_ASSIGNMENT_. State, as a number alone, how many lines of the entries contain the word "innermost".

_PROVIDED INFORMATION_.
________________________

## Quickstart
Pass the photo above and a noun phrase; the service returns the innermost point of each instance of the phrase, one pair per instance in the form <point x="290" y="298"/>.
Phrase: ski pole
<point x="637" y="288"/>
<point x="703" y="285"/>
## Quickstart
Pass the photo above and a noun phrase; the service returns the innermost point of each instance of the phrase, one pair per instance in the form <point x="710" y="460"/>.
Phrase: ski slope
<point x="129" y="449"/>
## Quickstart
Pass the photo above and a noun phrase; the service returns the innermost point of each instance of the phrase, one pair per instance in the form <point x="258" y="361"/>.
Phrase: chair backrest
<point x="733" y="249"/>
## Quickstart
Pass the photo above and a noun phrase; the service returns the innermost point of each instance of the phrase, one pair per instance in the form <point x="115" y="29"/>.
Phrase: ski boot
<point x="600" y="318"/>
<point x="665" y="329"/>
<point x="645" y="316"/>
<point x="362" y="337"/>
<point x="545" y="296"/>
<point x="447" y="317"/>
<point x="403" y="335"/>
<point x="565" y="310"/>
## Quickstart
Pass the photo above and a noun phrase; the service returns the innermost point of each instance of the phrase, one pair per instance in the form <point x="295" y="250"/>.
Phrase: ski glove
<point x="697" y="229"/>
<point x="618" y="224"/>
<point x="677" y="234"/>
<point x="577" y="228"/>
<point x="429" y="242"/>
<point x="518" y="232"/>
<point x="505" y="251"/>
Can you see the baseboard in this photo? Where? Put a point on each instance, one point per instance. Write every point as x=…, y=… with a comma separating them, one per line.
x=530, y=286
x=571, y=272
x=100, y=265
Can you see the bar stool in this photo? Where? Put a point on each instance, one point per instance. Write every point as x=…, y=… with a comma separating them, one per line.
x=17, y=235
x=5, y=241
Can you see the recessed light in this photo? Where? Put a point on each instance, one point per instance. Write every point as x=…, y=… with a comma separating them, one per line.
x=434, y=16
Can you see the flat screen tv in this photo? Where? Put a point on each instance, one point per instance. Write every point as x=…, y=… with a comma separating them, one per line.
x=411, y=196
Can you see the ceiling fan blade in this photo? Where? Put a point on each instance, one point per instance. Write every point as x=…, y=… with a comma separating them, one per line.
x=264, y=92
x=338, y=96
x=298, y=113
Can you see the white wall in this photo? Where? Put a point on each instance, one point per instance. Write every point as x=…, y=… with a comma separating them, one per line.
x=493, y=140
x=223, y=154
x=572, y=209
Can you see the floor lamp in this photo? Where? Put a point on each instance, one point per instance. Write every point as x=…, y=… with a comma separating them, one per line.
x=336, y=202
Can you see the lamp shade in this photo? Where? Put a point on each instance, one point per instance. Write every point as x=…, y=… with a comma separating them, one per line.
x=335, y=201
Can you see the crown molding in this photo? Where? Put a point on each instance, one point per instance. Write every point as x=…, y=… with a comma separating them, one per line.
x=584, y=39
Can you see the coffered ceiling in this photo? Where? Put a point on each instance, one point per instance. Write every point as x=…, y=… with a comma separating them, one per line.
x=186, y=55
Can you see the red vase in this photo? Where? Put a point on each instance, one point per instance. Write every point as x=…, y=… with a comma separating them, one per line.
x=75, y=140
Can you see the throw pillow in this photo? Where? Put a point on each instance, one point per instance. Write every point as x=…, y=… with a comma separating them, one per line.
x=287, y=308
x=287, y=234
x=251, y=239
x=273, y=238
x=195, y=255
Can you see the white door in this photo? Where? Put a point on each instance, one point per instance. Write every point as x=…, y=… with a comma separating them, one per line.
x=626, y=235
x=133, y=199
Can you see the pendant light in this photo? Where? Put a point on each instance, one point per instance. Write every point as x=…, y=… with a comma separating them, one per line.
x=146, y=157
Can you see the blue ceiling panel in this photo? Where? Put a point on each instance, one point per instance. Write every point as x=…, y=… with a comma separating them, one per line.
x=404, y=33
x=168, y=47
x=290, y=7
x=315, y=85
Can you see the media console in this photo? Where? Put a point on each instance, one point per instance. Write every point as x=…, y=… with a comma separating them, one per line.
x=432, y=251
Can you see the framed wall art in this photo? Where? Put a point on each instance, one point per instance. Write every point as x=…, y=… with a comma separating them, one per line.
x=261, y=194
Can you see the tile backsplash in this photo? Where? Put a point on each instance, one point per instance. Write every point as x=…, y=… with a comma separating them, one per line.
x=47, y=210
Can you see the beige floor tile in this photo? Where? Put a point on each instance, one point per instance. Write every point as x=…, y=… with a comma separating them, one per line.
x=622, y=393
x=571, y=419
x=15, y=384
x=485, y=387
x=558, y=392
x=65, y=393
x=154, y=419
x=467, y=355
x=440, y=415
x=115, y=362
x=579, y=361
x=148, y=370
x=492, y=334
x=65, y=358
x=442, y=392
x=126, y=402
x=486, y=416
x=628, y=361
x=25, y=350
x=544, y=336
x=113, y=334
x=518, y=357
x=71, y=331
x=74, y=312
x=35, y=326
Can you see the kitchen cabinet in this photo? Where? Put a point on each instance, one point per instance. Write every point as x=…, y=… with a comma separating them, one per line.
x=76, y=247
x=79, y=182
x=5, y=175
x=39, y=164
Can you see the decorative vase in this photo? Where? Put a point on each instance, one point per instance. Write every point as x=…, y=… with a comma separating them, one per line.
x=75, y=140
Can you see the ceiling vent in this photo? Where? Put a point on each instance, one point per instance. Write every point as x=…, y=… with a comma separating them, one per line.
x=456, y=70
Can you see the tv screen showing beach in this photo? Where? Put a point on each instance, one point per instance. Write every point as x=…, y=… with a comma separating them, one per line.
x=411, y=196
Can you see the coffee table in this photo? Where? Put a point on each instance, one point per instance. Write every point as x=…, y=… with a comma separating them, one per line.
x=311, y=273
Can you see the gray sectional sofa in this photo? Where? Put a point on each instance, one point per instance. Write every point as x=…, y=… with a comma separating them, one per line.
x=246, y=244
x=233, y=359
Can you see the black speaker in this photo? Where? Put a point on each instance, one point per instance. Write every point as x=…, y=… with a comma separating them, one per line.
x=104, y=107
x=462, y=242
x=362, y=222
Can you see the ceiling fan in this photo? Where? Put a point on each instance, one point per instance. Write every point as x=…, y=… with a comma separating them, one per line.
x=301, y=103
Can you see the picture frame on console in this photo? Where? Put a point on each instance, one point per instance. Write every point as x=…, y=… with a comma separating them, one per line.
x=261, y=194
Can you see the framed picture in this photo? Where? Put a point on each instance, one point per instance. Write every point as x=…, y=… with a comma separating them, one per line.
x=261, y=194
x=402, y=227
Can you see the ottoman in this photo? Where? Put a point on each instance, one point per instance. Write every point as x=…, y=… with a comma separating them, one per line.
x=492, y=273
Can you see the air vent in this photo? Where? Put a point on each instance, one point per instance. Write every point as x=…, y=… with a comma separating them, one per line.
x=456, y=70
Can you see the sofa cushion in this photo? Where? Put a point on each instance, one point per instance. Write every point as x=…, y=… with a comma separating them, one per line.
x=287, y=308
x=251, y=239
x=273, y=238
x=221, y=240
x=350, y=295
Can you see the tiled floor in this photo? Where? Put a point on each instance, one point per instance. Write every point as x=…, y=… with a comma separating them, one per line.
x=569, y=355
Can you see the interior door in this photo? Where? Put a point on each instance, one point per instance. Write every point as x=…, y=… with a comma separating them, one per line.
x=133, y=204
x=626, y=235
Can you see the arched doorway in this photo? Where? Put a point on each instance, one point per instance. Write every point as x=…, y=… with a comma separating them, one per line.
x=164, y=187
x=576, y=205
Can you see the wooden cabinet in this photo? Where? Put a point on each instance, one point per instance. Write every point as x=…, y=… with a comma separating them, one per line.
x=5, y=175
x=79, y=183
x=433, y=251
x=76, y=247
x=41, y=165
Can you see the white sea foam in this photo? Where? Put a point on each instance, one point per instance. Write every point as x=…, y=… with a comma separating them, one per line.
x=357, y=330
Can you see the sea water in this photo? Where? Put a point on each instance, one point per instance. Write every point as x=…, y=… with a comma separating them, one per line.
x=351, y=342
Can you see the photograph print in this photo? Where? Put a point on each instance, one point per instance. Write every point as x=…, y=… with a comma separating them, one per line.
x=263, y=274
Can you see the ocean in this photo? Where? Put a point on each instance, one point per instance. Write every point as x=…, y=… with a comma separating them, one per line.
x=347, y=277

________________________

_RESULT_. 5